◆ **Text under study**:
- - -

Welcome to the McNair Center

The McNair Center for Entrepreneurship and Innovation at Rice University’s Baker Institute for Public Policy was founded in 2015 with an $8 million gift from the Robert and Janice McNair Foundation. Dr. Edward J. Egan was chosen as the founding director. He designed the center to provide policymakers, scholars, and the general public with comprehensive analyses of the issues that affect entrepreneurship and innovation at three levels: federal and state policy, municipal ecosystems, and academic entrepreneurship and innovation.

The Center’s foci were naturally on the U.S., Texas, Houston, and Rice University, but it also drew and shared insights from the best practices and policies worldwide. Its philosophy was to combine grounded theory and data-driven causal design to produce peer-reviewed research that stands up to scrutiny. To this end, the center collected and disseminated data, provided open access to informational resources, collaborated with leading academic experts, built understanding, and recommended policy to harness the incredible power of entrepreneurship and innovation.

- - -

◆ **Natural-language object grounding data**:
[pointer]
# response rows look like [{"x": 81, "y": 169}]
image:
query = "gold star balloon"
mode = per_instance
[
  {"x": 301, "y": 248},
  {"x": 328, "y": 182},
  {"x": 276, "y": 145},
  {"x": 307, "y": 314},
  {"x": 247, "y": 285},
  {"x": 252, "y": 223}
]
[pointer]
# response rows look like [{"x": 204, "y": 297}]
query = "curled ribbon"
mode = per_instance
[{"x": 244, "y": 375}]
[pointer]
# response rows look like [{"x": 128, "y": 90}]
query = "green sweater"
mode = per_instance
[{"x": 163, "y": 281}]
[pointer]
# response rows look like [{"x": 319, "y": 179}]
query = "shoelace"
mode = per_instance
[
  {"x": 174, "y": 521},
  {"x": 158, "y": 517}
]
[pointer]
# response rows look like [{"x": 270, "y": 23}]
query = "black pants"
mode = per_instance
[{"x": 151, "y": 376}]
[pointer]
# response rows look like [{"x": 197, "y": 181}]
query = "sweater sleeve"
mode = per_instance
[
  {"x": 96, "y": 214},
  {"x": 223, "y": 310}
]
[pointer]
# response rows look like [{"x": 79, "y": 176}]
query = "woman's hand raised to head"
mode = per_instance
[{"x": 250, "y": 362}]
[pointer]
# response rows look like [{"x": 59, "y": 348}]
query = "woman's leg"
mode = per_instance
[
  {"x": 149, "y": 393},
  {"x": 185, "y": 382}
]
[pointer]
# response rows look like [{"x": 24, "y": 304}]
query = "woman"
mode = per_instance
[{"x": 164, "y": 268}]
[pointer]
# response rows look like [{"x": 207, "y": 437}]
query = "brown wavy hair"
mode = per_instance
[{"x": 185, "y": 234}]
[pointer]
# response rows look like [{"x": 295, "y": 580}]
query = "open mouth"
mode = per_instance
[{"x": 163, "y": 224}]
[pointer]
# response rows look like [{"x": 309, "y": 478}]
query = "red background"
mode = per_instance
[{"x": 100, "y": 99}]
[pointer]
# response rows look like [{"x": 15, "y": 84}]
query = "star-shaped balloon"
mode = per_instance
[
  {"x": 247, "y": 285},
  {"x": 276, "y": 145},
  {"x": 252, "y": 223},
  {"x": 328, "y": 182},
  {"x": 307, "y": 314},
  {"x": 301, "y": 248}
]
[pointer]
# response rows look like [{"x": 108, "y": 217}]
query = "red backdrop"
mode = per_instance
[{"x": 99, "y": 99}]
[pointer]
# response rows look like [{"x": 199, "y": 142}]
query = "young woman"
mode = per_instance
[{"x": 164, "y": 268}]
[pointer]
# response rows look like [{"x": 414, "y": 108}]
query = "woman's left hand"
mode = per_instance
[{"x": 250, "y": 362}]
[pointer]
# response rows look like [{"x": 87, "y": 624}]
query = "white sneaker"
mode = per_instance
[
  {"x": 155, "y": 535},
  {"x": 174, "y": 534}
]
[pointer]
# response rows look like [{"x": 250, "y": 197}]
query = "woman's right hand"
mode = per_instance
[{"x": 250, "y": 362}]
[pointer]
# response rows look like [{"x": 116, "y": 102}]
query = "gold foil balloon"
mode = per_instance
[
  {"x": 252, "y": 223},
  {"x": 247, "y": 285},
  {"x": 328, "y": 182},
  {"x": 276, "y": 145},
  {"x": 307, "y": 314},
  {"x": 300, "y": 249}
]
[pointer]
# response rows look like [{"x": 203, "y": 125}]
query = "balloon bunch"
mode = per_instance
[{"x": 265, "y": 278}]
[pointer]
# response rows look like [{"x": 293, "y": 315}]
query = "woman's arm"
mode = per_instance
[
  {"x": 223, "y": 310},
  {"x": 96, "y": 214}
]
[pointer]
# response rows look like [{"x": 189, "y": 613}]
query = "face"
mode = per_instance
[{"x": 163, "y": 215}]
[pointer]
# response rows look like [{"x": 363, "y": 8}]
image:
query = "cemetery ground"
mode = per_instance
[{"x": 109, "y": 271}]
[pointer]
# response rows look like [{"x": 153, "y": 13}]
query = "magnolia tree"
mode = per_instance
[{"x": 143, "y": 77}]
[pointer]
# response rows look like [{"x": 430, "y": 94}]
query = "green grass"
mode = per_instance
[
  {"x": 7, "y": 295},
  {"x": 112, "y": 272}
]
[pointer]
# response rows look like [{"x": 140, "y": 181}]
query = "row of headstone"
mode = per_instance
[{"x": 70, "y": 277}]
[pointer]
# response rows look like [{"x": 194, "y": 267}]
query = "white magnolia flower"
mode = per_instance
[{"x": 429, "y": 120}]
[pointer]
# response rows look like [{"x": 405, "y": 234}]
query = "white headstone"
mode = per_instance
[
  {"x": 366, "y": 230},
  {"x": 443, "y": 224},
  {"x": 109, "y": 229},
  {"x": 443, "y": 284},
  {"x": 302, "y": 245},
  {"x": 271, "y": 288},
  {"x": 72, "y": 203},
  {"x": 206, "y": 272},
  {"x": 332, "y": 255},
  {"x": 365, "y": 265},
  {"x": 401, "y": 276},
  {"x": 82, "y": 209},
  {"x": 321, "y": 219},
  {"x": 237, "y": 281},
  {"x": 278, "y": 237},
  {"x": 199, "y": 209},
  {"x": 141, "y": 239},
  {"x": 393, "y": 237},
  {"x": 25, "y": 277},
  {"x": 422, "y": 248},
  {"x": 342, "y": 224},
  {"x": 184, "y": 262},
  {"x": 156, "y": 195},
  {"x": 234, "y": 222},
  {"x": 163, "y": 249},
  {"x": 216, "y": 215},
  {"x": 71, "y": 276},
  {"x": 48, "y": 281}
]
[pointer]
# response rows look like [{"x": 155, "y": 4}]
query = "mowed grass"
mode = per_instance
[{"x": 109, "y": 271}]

- - -

◆ **Explore the material**:
1. Turn the paragraph of the McNair Center text that begins "The Center's foci were naturally" into a short bulleted list that keeps its main facts.
2. According to the McNair Center text, how large was the gift that founded the center, and which foundation gave it?
3. Carry on writing the McNair Center text from the point where it stops.

◆ **Per-task answers**:
1.
- Focus: the U.S., Texas, Houston, and Rice University, plus best practices and policies from around the world
- Philosophy: combine grounded theory with data-driven causal design to produce peer-reviewed research that stands up to scrutiny
- Activities: collected and disseminated data, offered open access to informational resources, worked with leading academic experts, built understanding, and recommended policy to harness entrepreneurship and innovation

2. It was an $8 million gift from the Robert and Janice McNair Foundation.

3.
By 2018, the McNair Center had provided more than 70 undergraduate and graduate students with internships to develop policy research, had a staff of four, and was the largest social science research laboratory on the Rice University Campus. It received offers of an additional $6.2m in funding to hire three more fellows and two more staff members and to roll out its nationwide research affiliate program.